_EXERCISE AIM_:
In the essay on travel and family time below, reproduce verbatim the passage that begins with the words "Dancing with Elephants" and ends with "check struck again.".

_EXERCISE TEXT_:
• • •

Dancing with Elephants

“One day you will wake up and there won’t be any more time to do the things you’ve always wanted.  Do it now.” – Paulo Coelho

Fresh off a trip to Key West and celebrating family time on Thanksgiving, I’m already thinking about the next trip.  Frankly, I was thinking about the next trip before I took the last trip.  I have a serious case of Wander Lust.  I was watching a scene from Local Hero that inspired me to look up where it was filmed in Scotland.  Turns out it was filmed in several locations, all beautiful.  That led me to Google how long the drive would be from Edinburgh to one of those locations, and that led to a big lump in my throat.  How the heck am I going to pull this trip off with all the other trips I want to do?  Wander lust reality check struck again.

“Just be, and enjoy being.  If you are present, there is never any need for you to wait for anything.” – Eckhart Tolle

Thanksgiving brought together family, and ever so briefly, filled the empty nest before the kids went back to school.  They say that you’ve used up 90% of the time you’ll spend with your children and parents by the time you graduate college.  That’s certainly true if you live far away or travel often.  We have to remember that we’re all here for a brief time and embrace the time we have together.  It’s all just a blip of time.  Think about how fast this year has gone as we approach the end of the eleventh month.  Then mix in the reality of how little control we have over our time together.  I’ve watched too many people exit this world too soon.  A person I worked with lost her husband to a heart attack on Thanksgiving night.  They’d been married for a little more than a year.  You really never know how much time you have with someone. You never know how much time you have left yourself.  Do it now.

“… we need to hurry.  Not just because we move daily closer to death but also because our understanding – our grasp of the world – may be gone before we get there.” – Marcus Aurelius, Meditations

“Think of yourself as dead.  You have lived your life.  Now take what’s left and live properly.”
– Marcus Aurelius, Meditations

So there it is; the dueling priorities of time with family and friends versus time exploring the world.  I’ve always said I love travel, it’s the tradeoff of time away from family that I hate.  Best to take them along if possible.  But that gets prohibitively expensive quickly.  And there’s the dilemma.  One I confess I haven’t mastered yet.  Balancing work and family and financial responsibility and elephant hunting for a “successful” life.  Challenging to say the least.

• • •

[Collection entries]
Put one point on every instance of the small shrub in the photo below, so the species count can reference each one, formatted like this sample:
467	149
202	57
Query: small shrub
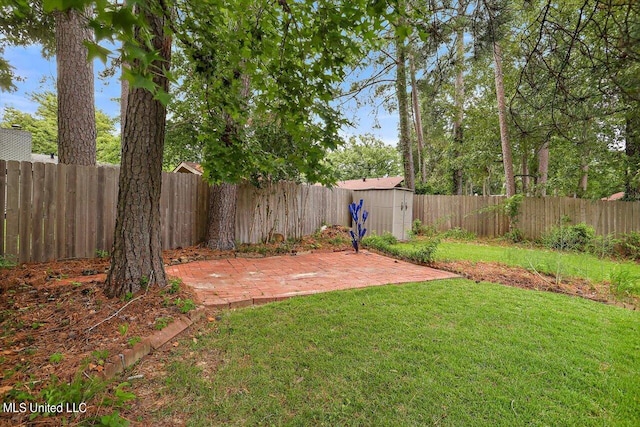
515	235
458	233
570	238
420	252
123	329
380	241
419	229
602	246
5	262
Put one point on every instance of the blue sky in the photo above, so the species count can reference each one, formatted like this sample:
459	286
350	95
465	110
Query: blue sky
39	74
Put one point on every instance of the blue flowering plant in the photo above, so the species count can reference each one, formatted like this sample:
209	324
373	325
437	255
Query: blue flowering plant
359	217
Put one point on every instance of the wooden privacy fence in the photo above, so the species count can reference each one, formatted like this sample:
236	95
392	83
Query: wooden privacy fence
289	209
482	215
61	211
67	211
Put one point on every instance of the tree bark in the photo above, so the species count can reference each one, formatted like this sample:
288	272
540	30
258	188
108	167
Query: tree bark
543	169
507	158
422	171
458	173
584	180
75	85
403	110
136	260
221	232
221	218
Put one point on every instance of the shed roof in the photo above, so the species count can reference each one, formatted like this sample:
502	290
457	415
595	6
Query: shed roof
371	183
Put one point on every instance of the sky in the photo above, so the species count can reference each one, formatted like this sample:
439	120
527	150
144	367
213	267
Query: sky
39	74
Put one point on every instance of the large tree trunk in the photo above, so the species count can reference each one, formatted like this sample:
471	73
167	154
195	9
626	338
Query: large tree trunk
422	171
403	110
137	251
221	219
507	158
458	173
543	169
221	232
75	84
584	180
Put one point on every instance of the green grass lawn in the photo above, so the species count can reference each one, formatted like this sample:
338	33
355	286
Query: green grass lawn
437	353
562	264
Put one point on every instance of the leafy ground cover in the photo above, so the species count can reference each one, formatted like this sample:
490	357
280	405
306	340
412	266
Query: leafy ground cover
439	353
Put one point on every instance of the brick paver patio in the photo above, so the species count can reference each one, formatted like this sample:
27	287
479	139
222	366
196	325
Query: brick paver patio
239	282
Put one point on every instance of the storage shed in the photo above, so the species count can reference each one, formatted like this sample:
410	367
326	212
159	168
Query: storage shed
390	210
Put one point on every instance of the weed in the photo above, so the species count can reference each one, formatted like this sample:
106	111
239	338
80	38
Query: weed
123	329
338	240
121	396
111	420
630	245
133	341
174	286
100	253
56	358
100	356
185	306
144	282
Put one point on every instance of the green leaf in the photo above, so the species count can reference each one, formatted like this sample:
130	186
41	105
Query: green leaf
94	50
162	96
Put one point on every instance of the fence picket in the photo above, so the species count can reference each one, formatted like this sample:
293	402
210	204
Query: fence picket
3	206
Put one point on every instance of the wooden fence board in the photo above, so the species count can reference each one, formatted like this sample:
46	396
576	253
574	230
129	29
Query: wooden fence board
61	211
13	210
26	224
37	237
50	210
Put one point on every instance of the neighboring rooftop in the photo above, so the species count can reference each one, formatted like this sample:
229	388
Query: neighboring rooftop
616	196
189	167
371	183
44	158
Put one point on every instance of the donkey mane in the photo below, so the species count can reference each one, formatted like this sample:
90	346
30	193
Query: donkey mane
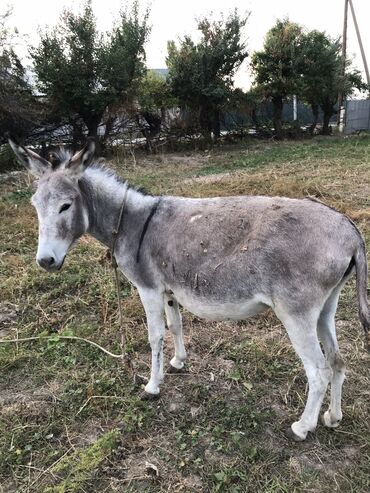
62	156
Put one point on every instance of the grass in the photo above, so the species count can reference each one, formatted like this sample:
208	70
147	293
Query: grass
71	419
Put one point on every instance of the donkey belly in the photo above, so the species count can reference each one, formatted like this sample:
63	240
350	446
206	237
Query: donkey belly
213	310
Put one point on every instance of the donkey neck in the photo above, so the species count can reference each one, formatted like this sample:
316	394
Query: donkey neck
104	193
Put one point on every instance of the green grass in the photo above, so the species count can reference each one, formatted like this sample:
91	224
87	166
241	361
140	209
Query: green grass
71	419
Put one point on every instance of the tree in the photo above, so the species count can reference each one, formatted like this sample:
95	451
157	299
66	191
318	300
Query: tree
201	75
84	74
322	76
277	67
154	97
18	107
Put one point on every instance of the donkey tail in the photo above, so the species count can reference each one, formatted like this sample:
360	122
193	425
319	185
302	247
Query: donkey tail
361	286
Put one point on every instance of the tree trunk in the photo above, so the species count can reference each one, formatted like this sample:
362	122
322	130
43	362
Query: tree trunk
77	135
315	113
205	122
277	101
216	124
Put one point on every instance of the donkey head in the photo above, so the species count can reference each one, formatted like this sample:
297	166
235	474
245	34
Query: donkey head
60	206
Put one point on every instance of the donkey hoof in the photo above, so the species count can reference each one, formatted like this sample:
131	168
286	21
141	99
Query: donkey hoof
295	434
173	369
145	396
329	421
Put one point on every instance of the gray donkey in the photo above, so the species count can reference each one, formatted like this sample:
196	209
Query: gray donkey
220	258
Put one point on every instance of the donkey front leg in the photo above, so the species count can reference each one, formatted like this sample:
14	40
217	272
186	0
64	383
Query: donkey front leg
174	324
154	310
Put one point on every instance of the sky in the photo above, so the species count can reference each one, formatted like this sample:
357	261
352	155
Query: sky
171	19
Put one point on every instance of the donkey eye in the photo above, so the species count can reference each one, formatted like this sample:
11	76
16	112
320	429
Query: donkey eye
64	208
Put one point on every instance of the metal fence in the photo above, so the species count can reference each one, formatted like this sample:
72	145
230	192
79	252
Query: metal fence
357	115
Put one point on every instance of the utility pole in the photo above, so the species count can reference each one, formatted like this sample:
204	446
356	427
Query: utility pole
360	43
344	55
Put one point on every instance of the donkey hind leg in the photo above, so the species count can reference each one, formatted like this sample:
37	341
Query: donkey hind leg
174	323
303	335
154	310
327	335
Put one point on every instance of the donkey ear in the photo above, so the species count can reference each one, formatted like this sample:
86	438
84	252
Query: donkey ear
35	164
82	159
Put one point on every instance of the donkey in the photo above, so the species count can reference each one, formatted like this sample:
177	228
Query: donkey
220	258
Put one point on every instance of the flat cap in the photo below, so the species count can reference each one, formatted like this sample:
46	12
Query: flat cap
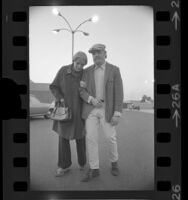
97	47
80	54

• • •

_ANSWER_:
Dancing with Elephants

“One day you will wake up and there won’t be any more time to do the things you’ve always wanted.  Do it now.” – Paulo Coelho

Fresh off a trip to Key West and celebrating family time on Thanksgiving, I’m already thinking about the next trip.  Frankly, I was thinking about the next trip before I took the last trip.  I have a serious case of Wander Lust.  I was watching a scene from Local Hero that inspired me to look up where it was filmed in Scotland.  Turns out it was filmed in several locations, all beautiful.  That led me to Google how long the drive would be from Edinburgh to one of those locations, and that led to a big lump in my throat.  How the heck am I going to pull this trip off with all the other trips I want to do?  Wander lust reality check struck again.